What this exercise asks =>
**A.** Reproduce the part of the comment thread starting with "Diane Moczar’s summary" and going on through "the British thinkers.".
**B.** In the comment thread, what summary of the medieval political order is credited to Diane Moczar?

Passage shown =>
Good post Darwin, and you are right.

The rights of Englishmen that were asserted by the American colonists dated back to the Magna Carta, if not further, before even the Norman Conquest. And Jefferson did not “copy” John Locke in writing the Declaration, as so many seem to think. He may well have been influenced by Catholic political thought!

Art Deco
Art Deco
Friday, March 5, AD 2010 12:41pm

Diane Moczar’s summary of the medieval political order:

“Authority from above, democracy from below”.

You had the communal governance of open-field villages, chartered boroughs, merchant republics, provincial estates & estates-general and a considerable body of customary law. Within the Church, you had the general chapters of religious orders. Conciliar, deliberative, and elective institutions were not a modern innovation, and the Church co-existed with them for centuries.

jonathanjones02
jonathanjones02
Friday, March 5, AD 2010 2:10pm

It is interesting to note how much the civic republicanism of the Romans impacted the American founding. We don’t discuss this much by comparison to the French enlightenment and the British thinkers.

Razib Khan recently had an enlightening post related to this in the context of the American founding:

http://secularright.org/wordpress/culture/you-need-to-know-history-to-talk-about-history

I’ve always thought American colonists could be generalized by three strands: Enlightenment thought, moralistic therapeutic diesm (the South used to be paganistic by comparison to the Protestant orthodox North!), and Roman civic republicanism.

Zippy
Friday, March 5, AD 2010 4:08pm

That is a pretty interesting take on it, Darwin.

Joe Hargrave
Friday, March 5, AD 2010 4:16pm

Johnathan,

Have you been reading and stealing my ideas!?

(Source data)
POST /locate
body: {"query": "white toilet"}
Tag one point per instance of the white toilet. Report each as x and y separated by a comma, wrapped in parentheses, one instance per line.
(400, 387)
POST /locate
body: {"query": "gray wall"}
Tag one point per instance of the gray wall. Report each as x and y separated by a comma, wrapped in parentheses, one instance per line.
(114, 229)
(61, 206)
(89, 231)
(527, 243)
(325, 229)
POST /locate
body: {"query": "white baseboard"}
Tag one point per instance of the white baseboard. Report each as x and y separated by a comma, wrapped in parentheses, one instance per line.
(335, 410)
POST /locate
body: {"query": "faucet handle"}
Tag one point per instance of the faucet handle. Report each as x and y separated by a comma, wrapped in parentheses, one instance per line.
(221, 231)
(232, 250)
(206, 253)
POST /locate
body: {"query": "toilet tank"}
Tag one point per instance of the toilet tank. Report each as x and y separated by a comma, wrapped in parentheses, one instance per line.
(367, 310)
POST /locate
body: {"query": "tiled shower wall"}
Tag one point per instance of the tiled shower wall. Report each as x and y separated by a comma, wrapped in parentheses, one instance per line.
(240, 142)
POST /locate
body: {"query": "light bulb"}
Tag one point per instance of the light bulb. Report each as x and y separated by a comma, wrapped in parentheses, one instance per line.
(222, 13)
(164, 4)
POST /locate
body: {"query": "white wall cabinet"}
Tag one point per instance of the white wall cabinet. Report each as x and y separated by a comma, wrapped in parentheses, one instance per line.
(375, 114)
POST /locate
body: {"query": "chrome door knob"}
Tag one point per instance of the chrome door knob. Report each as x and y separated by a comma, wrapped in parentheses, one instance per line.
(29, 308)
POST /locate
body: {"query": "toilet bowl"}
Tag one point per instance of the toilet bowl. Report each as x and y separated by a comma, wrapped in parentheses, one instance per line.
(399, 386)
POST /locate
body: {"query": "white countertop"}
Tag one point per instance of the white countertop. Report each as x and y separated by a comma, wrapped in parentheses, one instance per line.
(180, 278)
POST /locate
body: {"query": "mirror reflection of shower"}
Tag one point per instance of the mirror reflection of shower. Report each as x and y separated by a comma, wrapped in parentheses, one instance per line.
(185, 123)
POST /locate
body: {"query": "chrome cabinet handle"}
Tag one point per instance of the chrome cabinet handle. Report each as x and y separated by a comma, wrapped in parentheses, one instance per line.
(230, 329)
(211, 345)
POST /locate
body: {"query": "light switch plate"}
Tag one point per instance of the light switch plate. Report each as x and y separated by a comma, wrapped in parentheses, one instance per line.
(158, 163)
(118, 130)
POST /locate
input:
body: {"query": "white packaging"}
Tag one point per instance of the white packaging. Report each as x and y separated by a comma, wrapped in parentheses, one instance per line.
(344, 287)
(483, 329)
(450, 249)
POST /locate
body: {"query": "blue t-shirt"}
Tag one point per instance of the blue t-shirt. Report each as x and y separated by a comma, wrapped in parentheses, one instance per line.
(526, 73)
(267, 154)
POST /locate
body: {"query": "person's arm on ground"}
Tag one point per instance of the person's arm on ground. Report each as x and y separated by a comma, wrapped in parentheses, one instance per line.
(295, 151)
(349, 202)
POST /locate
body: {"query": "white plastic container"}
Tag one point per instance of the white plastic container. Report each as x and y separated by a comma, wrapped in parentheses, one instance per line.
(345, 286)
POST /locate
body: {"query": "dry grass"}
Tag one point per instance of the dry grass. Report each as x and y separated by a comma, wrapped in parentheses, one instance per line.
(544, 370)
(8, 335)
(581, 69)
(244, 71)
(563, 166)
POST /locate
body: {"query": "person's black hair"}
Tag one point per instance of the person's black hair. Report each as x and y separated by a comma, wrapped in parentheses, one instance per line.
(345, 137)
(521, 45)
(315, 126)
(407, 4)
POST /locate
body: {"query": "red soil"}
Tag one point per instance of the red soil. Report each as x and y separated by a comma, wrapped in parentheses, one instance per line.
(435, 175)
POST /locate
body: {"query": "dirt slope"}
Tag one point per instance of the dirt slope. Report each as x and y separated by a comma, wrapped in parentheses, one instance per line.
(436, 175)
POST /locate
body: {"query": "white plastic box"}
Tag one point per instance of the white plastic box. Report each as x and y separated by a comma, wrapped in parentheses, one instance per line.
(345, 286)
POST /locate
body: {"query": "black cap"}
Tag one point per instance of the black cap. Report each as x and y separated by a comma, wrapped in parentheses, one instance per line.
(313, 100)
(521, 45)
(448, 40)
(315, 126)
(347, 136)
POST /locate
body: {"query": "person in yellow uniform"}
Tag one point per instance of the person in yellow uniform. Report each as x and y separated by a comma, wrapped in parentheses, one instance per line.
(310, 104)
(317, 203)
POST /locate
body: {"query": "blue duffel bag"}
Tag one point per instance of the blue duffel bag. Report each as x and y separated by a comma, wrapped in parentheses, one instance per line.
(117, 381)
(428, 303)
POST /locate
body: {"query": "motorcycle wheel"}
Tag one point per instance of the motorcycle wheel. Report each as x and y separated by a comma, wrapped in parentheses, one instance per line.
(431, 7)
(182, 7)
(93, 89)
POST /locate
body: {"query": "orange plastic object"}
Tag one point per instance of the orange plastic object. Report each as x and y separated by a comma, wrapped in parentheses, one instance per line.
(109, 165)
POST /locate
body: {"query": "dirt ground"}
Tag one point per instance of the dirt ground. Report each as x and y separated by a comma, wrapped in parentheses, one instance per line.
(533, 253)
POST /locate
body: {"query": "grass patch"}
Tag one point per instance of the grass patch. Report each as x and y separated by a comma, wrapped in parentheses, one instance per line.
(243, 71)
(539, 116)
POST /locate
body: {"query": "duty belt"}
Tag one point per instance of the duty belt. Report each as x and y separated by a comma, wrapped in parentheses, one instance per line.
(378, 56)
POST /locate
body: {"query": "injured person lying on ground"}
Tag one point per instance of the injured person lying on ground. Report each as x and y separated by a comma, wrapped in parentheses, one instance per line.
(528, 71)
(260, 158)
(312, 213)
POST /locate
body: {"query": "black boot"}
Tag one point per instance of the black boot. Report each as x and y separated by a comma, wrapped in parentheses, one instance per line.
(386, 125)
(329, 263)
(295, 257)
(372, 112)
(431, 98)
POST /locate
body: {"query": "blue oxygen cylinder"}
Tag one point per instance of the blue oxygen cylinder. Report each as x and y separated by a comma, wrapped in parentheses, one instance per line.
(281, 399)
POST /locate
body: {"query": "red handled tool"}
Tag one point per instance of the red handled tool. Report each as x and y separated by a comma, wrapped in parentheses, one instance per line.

Solved tasks =>
**A.**
Diane Moczar’s summary of the medieval political order:

“Authority from above, democracy from below”.

You had the communal governance of open-field villages, chartered boroughs, merchant republics, provincial estates & estates-general and a considerable body of customary law. Within the Church, you had the general chapters of religious orders. Conciliar, deliberative, and elective institutions were not a modern innovation, and the Church co-existed with them for centuries.

jonathanjones02
jonathanjones02
Friday, March 5, AD 2010 2:10pm

It is interesting to note how much the civic republicanism of the Romans impacted the American founding. We don’t discuss this much by comparison to the French enlightenment and the British thinkers.

**B.** "Authority from above, democracy from below."